> TO DO
In the quasi-likelihood post below, reproduce word for word the stretch that opens with the words "The motivation behind" and closes with "variance is specified.".

> SUPPLIED PASSAGE
-*-*-
Quasi-Likelihood Functions, Generalized Linear Models, and the Gauss-Newton Method

(Approximate) inference for generalized linear mixed model often relies upon quasi-likelihood functions for the given model. In this post, I go through Quasi-likelihood functions, generalized linear models, and the Gauss-Newton method by R. W. M. Wedderburn to get a better sense of the theory behind these functions.

The motivation behind Wedderburn’s work is estimation of regression model parameters under relatively minimal assumptions on the distribution of the responses. Wedderburn introduces the idea of the quasi-likelihood function, which is an analogue of the likelihood function for fitting models in which only the relationship between the mean and variance is specified.

Note that I have already covered much of this paper in my quasi-likelihood post, but I’ve reiterated the results here.


Quasi-Likelihood

We assume to have $n$ independent observations, $\mathbf{z} = (z_1, \dots, z_n)^\top$, each having expectation, $\mu_i$, and variance, $v(\mu_i) = \phi V(\mu_i)$, with $\phi > 0$. We assume $V(\cdot)$ is a known function of the mean and that $\mu_i = g(\beta_1, \dots, \beta_m)$. That is, the expectations are some (known) function of parameters $\beta_1, \dots, \beta_m$.

It’s important to note that the expectations and variances need not be identical, but we enforce that the variances are proportional to some (shared) function of the expectations.

The quasi-likelihood funtion, or, perhaps, more accurately the log quasi-likelihood function, can be defined as followed.

Definition (Quasi-Likelihood).
The quasi-likelihood of $z_i$, denoted by $\ell_q(z_i; \mu_i)$, satisfies: $$ \begin{equation} \label{eq:quasi-score} \frac{\partial \ell_q(z_i; \mu_i)}{\partial \mu_i} = \frac{z_i - \mu_i}{v(\mu_i)} \end{equation} $$

Eq. \eqref{eq:quasi-score} is often referred to as the quasi-score, which we denote with $U_q(z_i; \mu_i)$. It implies that the quasi-likelihood also satisfies:

\[\ell_q(z_i; \mu_i) = \int_{-\infty}^{\mu_i} \frac{z_i - u}{v(u)} du + h(z_i)\]

for some function of $z_i$, $h(\cdot)$.

Properties

The quasi-likelihood satisfies many properties that are also satisfied by log-likelihood functions.

Theorem 1.
-*-*-
> SUPPLIED MATERIAL
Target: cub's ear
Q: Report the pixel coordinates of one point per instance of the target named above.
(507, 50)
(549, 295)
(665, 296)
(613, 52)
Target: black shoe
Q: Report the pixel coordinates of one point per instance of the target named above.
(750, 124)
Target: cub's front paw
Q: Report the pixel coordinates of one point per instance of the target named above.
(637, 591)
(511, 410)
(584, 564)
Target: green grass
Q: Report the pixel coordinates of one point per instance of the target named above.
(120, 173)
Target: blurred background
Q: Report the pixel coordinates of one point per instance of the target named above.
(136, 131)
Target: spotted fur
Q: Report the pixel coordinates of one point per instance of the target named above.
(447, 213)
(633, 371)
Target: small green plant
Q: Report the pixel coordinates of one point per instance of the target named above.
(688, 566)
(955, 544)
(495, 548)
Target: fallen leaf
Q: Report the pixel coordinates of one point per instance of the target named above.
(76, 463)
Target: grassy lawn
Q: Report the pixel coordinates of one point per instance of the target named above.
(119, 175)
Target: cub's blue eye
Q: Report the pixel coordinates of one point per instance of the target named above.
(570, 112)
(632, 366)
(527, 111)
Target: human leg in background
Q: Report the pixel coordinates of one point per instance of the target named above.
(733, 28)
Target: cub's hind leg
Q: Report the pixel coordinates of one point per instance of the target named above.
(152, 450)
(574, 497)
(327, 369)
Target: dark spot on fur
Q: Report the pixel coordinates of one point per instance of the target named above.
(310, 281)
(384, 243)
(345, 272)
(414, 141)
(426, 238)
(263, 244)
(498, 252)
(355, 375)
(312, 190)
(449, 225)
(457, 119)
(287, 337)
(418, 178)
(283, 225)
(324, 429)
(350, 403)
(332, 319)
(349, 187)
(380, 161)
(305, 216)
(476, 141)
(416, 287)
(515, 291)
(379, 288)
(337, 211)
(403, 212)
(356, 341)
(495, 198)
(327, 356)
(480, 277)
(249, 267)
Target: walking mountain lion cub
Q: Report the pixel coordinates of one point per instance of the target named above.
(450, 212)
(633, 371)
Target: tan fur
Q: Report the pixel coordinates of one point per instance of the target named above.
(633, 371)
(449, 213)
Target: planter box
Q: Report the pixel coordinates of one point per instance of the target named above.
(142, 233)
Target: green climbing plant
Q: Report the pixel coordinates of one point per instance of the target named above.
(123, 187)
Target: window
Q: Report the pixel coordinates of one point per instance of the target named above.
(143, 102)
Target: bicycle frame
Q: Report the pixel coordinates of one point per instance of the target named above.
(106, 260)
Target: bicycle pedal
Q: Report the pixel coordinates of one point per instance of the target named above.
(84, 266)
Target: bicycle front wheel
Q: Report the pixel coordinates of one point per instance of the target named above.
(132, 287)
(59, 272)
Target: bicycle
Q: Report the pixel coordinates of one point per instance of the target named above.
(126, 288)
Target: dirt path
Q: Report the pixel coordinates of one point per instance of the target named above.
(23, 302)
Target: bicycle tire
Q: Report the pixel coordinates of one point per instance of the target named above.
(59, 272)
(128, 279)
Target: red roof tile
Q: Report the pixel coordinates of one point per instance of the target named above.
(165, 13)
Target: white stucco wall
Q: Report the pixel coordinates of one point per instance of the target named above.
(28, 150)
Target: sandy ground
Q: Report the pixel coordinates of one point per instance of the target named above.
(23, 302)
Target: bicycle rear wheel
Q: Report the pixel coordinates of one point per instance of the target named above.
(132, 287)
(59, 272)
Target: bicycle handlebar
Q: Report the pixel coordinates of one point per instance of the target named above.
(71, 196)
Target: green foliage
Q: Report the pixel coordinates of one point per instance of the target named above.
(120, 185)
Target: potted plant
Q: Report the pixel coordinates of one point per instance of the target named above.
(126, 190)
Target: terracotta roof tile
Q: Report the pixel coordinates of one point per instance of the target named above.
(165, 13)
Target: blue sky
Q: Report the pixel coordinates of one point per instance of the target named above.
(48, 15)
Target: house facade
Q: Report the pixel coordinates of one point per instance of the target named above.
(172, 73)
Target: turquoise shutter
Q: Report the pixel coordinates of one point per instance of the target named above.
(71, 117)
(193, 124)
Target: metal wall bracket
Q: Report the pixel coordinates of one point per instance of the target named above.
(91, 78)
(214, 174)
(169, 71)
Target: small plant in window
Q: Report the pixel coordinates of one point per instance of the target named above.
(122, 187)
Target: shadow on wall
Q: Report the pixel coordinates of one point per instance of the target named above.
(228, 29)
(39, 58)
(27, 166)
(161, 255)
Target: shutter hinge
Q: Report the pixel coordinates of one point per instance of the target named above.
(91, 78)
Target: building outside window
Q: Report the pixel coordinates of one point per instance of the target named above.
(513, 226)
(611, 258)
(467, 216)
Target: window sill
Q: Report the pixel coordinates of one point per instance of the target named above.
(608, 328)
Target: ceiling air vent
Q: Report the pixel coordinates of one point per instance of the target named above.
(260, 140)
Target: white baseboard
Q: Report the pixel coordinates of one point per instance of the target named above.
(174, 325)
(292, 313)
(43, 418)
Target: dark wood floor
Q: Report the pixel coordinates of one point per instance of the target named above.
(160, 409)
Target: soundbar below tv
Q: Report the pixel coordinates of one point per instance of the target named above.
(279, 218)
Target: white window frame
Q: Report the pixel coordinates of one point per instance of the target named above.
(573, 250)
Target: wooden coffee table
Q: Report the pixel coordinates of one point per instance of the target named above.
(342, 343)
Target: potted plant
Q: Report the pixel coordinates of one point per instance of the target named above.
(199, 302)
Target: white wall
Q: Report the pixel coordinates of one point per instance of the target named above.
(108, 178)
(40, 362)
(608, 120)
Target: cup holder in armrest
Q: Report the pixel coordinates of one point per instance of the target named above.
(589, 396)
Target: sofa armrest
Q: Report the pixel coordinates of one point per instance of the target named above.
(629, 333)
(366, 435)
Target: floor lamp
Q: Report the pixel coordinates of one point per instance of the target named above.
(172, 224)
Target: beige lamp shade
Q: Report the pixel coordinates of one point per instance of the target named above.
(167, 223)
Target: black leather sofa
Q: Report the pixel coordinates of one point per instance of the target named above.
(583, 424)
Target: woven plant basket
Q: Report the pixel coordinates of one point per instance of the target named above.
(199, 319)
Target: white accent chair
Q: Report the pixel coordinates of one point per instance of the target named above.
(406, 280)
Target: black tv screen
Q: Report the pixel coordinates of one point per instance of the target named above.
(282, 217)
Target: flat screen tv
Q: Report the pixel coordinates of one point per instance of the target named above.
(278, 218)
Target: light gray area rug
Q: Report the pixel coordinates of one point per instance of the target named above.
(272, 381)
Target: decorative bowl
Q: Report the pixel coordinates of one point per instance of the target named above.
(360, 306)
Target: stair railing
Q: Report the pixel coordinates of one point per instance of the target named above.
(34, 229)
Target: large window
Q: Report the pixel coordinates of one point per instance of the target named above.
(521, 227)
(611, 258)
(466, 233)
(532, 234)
-*-*-
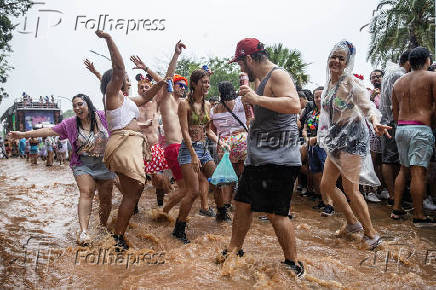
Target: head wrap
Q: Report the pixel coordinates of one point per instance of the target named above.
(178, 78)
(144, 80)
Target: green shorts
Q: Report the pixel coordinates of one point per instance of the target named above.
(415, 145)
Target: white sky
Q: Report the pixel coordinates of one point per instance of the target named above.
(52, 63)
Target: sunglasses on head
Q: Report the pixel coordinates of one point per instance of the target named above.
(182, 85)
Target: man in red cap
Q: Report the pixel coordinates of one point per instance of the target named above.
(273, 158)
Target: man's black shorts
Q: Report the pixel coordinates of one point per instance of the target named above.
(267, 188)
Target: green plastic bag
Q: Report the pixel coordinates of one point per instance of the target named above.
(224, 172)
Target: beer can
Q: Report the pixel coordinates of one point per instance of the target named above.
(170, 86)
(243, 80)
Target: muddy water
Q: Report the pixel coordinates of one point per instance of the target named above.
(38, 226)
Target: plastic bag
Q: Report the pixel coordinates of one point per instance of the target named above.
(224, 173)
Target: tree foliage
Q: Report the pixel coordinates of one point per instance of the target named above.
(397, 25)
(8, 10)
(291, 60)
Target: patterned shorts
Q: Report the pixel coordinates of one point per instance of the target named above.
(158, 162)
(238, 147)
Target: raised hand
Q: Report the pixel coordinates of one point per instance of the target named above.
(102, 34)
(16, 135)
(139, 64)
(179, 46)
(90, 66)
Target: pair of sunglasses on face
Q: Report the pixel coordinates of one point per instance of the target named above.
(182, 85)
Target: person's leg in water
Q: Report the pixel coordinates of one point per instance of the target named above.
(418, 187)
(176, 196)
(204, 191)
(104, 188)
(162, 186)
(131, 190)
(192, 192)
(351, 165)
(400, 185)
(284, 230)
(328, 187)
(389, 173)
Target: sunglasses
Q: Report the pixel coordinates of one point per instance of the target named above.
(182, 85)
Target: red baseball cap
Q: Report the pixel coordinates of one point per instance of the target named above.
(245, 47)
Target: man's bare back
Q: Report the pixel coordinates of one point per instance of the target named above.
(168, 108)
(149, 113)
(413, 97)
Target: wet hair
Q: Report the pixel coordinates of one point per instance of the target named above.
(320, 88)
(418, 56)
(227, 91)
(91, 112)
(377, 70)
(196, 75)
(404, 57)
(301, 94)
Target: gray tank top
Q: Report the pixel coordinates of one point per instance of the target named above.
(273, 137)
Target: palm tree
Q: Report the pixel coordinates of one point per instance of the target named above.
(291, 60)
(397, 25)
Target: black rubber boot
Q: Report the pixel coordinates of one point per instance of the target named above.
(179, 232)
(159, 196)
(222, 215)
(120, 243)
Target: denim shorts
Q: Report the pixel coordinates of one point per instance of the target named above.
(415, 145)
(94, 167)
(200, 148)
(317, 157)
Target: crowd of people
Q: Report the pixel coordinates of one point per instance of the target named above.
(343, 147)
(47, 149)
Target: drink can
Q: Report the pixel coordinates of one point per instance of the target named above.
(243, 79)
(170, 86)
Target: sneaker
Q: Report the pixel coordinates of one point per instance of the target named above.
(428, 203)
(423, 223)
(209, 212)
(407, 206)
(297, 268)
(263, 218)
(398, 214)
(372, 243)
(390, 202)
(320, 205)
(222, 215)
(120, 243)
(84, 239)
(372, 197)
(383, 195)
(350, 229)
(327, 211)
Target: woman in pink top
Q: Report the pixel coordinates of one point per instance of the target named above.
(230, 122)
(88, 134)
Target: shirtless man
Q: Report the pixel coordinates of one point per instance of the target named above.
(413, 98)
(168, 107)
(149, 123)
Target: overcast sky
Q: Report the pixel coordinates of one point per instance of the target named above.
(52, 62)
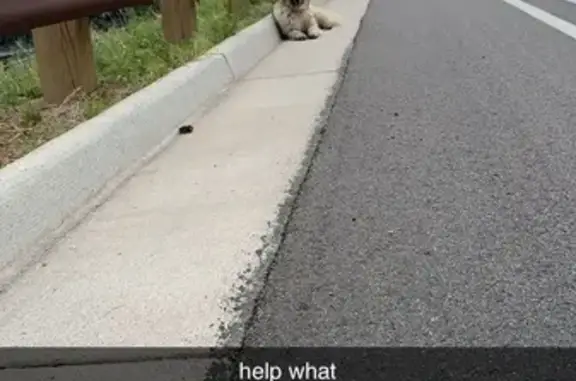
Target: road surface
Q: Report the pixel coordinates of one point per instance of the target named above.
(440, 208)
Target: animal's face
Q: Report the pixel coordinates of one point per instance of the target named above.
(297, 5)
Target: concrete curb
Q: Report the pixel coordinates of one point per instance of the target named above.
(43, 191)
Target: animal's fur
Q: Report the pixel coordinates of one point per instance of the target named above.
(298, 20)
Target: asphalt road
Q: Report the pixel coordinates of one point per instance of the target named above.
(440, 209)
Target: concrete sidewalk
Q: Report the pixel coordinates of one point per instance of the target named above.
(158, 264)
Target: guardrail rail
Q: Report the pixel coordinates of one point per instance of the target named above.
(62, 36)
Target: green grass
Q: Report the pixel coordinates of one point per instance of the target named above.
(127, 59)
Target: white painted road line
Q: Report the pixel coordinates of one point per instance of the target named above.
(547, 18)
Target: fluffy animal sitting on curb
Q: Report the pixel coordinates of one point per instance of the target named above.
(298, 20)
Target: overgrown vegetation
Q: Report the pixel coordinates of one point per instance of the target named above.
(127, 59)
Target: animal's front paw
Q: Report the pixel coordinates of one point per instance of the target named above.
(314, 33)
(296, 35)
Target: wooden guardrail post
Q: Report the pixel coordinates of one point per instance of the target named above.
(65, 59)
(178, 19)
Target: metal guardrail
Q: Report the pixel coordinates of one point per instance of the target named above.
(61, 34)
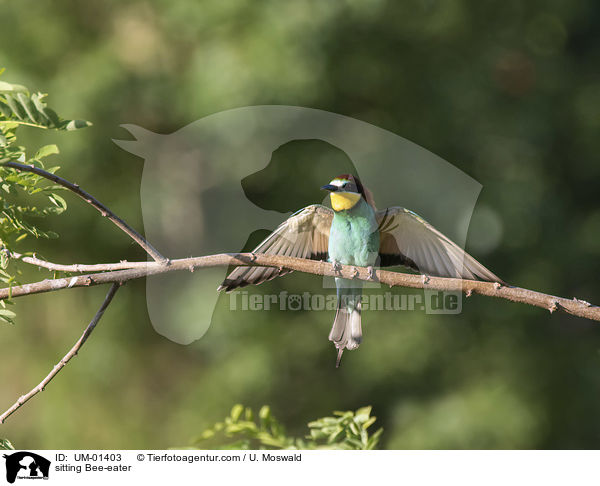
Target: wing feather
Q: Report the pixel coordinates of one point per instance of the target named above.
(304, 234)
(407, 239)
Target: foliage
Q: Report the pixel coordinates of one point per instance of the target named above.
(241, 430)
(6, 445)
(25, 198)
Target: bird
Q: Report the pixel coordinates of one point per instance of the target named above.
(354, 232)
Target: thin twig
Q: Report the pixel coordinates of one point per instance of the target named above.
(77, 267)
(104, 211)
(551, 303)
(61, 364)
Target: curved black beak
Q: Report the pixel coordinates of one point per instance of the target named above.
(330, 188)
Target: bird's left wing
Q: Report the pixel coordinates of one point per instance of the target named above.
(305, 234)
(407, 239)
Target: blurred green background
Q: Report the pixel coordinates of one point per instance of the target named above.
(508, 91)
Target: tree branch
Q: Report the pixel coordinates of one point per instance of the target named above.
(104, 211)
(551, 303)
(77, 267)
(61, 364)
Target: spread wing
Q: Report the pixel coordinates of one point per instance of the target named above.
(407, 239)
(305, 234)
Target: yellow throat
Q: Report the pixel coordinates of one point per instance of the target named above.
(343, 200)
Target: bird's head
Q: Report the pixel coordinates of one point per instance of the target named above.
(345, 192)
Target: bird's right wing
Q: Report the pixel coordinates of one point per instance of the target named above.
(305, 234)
-*-*-
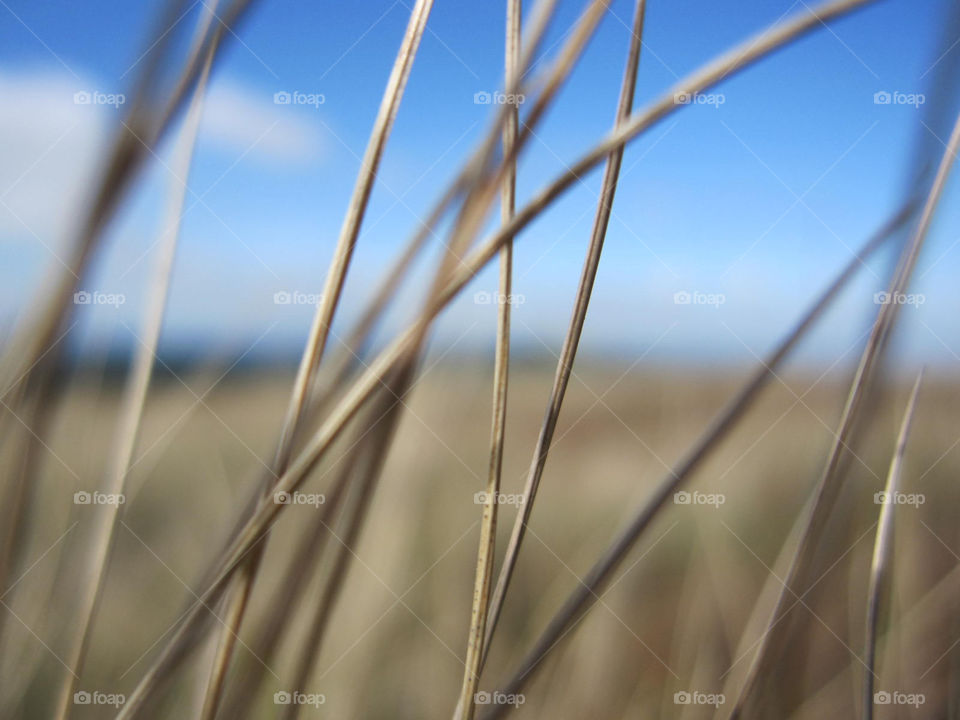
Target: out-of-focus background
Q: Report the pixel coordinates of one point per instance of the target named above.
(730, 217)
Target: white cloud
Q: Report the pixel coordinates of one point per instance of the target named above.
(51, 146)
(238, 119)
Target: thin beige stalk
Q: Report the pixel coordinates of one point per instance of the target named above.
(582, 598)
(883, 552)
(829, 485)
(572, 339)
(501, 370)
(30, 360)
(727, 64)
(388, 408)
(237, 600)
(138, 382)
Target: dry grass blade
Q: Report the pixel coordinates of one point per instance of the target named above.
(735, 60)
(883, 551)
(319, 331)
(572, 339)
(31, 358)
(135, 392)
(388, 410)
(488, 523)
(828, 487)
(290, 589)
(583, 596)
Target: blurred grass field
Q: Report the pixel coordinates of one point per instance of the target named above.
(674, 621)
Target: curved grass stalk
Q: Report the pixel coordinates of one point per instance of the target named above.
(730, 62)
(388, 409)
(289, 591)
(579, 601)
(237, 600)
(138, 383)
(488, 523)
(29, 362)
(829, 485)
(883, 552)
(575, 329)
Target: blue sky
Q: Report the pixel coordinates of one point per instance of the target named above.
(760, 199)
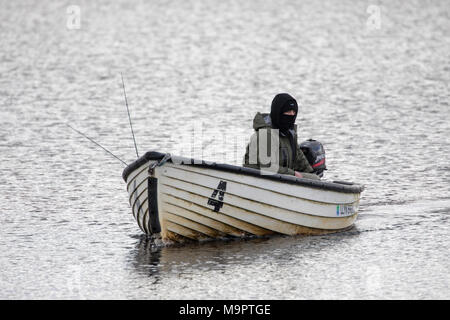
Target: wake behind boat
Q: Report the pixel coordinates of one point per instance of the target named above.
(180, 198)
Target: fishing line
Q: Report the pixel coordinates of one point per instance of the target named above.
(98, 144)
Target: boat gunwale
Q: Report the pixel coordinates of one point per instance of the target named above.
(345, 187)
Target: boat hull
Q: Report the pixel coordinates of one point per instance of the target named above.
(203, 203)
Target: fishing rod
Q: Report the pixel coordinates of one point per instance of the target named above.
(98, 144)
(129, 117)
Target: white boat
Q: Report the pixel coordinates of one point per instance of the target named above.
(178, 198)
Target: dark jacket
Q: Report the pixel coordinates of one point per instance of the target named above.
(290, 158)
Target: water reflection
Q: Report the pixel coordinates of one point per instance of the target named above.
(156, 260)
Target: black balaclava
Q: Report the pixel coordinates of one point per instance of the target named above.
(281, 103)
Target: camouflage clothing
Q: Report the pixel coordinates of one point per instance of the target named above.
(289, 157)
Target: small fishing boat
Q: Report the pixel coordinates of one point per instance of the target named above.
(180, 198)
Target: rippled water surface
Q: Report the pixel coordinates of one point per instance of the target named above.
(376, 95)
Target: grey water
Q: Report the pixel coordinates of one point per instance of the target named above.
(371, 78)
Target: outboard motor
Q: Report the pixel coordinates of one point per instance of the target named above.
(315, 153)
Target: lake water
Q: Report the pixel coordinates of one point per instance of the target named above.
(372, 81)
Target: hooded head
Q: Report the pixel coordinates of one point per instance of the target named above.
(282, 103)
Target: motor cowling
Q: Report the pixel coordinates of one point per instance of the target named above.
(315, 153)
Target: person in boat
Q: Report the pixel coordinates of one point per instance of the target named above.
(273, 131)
-*-*-
> THE COMPLETED TASK
The motivation behind Wedderburn’s work is estimation of regression model parameters under relatively minimal assumptions on the distribution of the responses. Wedderburn introduces the idea of the quasi-likelihood function, which is an analogue of the likelihood function for fitting models in which only the relationship between the mean and variance is specified.